• REQUIRED WORK: Go through the lines of the material and count the ones with the word "Return". Give that count alone.

• RECORDS SUPPLIED:

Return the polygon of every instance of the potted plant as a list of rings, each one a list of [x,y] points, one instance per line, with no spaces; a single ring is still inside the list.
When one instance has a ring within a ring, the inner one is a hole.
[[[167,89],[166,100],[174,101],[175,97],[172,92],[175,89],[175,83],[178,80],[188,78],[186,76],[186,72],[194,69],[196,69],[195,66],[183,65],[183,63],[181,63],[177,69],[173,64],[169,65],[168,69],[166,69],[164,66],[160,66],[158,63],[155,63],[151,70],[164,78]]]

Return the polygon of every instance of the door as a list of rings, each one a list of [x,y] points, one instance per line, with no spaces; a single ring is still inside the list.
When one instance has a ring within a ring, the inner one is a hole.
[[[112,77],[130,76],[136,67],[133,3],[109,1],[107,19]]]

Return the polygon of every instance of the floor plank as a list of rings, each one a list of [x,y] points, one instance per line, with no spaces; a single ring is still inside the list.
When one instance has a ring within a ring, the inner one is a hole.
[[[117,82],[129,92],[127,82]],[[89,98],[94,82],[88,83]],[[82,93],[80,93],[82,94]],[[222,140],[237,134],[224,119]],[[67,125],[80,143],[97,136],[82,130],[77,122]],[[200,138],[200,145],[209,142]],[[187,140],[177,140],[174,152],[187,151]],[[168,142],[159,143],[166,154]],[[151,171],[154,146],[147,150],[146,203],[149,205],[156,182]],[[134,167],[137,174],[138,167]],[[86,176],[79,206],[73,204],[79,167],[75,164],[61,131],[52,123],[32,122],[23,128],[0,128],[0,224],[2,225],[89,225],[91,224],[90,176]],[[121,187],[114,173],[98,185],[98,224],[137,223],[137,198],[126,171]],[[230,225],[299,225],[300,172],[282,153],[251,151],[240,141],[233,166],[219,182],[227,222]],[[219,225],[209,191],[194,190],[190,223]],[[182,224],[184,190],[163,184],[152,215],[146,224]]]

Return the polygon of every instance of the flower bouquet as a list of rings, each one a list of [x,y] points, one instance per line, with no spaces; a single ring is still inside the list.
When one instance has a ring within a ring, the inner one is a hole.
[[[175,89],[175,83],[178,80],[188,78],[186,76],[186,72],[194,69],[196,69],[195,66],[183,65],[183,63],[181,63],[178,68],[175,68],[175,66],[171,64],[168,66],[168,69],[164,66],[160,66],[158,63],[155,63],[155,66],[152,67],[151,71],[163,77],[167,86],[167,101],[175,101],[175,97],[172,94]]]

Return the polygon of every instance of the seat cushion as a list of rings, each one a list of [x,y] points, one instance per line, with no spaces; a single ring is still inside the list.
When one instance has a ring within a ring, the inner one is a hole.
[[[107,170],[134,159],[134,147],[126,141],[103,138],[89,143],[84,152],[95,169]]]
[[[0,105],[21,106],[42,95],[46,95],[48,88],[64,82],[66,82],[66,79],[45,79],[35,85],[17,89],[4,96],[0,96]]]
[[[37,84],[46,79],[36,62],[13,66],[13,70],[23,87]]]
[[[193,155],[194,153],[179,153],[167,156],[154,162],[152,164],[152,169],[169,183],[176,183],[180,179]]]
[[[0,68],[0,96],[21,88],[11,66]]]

* * *

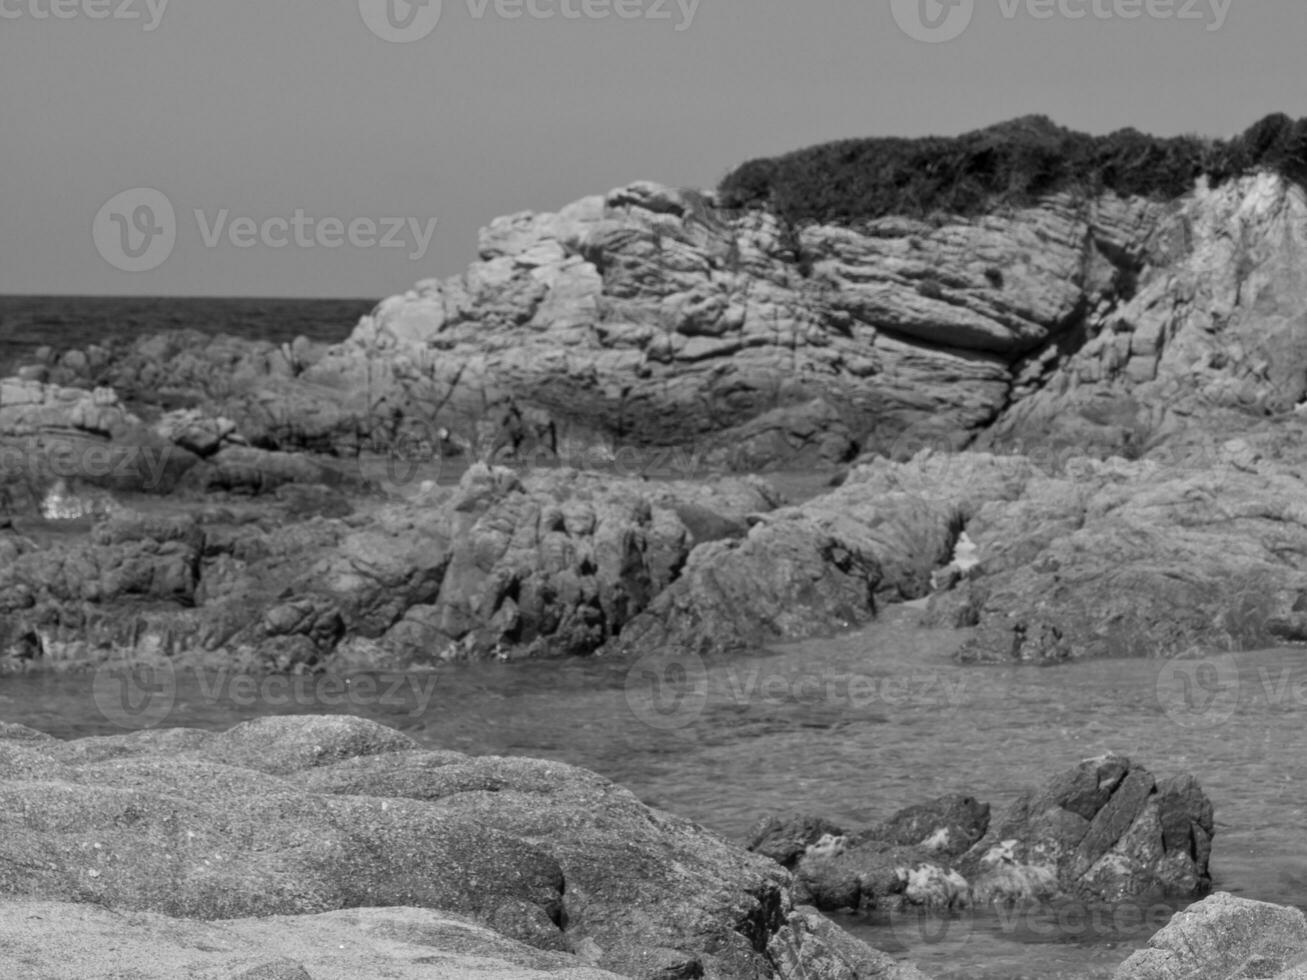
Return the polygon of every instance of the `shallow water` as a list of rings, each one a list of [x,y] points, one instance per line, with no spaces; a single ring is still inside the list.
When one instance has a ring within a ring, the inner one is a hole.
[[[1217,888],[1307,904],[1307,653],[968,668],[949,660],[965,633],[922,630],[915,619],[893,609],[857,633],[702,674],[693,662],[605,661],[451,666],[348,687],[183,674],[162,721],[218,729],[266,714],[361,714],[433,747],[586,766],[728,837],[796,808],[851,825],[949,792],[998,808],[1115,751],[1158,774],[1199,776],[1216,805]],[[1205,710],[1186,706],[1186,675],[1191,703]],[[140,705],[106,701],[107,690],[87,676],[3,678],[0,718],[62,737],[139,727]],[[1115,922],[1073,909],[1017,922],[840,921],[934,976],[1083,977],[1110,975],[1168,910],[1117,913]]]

• SOLUTION BELOW: 6